Top of Document extract

Misleading Measurement: Tracking Vanity Rankings Instead of Business Value

 

A position can look "good" and still deliver no value (unqualified queries, mismatched intent, zero-click). Conversely, a page in position 8 can become highly profitable if it wins more clicks (snippet) and converts better (journey, CTA, evidence). Aim for impact-linked indicators, not ego metrics.

 

2026 Trends: What Could Reshape Visibility and How to Adapt

 

 

AI Overviews and Generative Engines: Structure Citable Content

 

Generative engines are taking up more space. IPSOS (2026) reports that 39% of French people use AI engines for searches. To stay visible, structure content to be "citable": direct answers, lists, tables, definitions, short sections and evidence. Squid Impact (2025) estimates AI Overviews cite top 10 organic results in 99% of cases, so classic SEO remains a strong prerequisite for appearing in AI answers.

 

Brand and Trust: Strengthen Entity Signals and Public Proof

 

Searchmetrics (via Semji) notes that top positions often favour well-known brands. To compensate, strengthen public proof: expert content, strong About pages, use cases, mentions, reviews (locally), and consistent entity signals (name, offers, specialisms).

Bottom of Document extract

> [Check your understanding]:
1. Do these statements agree with the SEO excerpt above? For each of (a), (b) and (c), answer yes or no and quote the deciding words. (a) IPSOS found that 39% of French people use AI engines for searches. (b) Searchmetrics notes that top positions often favor little-known brands. (c) Squid Impact estimates that AI Overviews cite top 10 organic results in 99% of cases.
2. Can you carry on the SEO excerpt above, starting right after its final sentence?

Top of Supplied material

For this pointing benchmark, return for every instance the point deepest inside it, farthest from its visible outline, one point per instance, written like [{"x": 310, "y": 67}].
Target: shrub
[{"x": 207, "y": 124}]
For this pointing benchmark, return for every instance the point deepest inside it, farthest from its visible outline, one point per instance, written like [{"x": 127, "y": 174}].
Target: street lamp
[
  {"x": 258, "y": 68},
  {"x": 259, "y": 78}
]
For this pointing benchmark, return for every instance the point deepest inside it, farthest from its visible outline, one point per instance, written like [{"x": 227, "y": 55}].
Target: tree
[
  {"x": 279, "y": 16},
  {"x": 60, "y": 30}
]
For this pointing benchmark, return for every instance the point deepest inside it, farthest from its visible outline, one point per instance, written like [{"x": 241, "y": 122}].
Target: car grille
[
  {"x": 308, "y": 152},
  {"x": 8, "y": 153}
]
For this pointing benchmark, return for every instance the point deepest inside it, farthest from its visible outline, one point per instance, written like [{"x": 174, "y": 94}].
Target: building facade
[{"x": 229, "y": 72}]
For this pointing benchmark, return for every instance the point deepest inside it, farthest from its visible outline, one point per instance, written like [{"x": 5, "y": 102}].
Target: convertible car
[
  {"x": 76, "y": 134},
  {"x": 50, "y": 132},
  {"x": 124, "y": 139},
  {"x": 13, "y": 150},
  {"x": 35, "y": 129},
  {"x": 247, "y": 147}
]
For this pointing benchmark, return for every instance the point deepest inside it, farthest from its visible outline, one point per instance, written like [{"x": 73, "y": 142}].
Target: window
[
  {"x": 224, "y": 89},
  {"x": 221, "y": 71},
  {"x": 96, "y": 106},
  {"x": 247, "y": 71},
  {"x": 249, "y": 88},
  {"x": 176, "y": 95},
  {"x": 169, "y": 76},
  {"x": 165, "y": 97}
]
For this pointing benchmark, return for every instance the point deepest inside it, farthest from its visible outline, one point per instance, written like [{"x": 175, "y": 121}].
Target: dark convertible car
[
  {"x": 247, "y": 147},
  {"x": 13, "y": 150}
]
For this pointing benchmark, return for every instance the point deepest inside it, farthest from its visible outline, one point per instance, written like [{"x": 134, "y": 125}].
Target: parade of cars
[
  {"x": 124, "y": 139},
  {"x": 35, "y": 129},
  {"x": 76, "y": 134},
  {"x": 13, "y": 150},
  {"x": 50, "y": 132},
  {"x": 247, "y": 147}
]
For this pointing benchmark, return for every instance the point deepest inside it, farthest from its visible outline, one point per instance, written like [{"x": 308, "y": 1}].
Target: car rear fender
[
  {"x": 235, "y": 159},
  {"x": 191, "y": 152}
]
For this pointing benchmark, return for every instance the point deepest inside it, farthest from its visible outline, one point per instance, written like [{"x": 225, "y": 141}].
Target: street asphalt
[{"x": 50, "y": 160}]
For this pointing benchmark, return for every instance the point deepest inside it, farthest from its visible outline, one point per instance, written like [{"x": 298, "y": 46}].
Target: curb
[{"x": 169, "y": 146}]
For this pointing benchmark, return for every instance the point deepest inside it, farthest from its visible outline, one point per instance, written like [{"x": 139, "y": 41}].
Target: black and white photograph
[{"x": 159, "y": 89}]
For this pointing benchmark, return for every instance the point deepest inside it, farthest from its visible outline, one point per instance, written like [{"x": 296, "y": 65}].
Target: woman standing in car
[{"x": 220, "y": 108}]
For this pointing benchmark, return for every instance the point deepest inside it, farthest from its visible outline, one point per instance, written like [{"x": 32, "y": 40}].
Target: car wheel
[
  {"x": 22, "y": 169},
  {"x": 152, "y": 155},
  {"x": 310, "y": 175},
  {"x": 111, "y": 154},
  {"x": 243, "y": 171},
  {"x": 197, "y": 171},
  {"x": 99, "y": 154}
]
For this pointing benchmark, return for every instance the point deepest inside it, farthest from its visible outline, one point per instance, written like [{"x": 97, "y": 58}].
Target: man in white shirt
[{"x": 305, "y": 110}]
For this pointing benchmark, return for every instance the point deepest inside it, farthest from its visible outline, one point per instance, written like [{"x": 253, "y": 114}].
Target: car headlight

Bottom of Supplied material

> [Solved tasks]:
1.
(a) Yes: "IPSOS (2026) reports that 39% of French people use AI engines for searches."
(b) No: "top positions often favour well-known brands."
(c) Yes: "Squid Impact (2025) estimates AI Overviews cite top 10 organic results in 99% of cases."

2.
 

Continuous Optimisation: Testing, Refreshing and Editorial Governance

 

With 500–600 updates a year (SEO.com, 2026), the winning approach is not a one-off push but continuous improvement: title tests, quarterly refreshes of pillar pages, a monthly review of queries in positions 4–15, and clear governance (who changes what, when, and how you validate impact).

 

Speed Up with Incremys: Diagnose, Prioritise, Produce and Track with a Method

 

Incremys is a B2B SaaS platform dedicated to SEO and GEO optimisation: opportunity analysis, editorial planning, brief generation, production supported by personalised generative AI, rank tracking and performance measurement. The aim is to make the process more structured, more scalable and easier to manage (including when visibility also plays out in generative answers).

 

Recommended Starting Point: SEO & GEO 360° Audit with Incremys

 

If you need one framing action to start with, a full audit helps you avoid poor prioritisation (fixing noise instead of signal). The audit SEO & GEO 360° Incremys is designed to establish a technical, semantic and competitive diagnosis, then derive a prioritised roadmap. To discover the details of the SEO & GEO audit module (scope, deliverables, prioritisation logic), see the dedicated page.

 

FAQ: Improving Your Visibility on Google

 

 

What most influences Google positioning in 2026?

 

Factors combine: intent alignment, credibility (evidence, expertise), mobile performance, indexability, internal linking, popularity (links), and snippet quality (title/meta) to win the click. For local, Google Business Profile completeness and reviews matter heavily.

 

Which actions deliver quick results without compromising quality?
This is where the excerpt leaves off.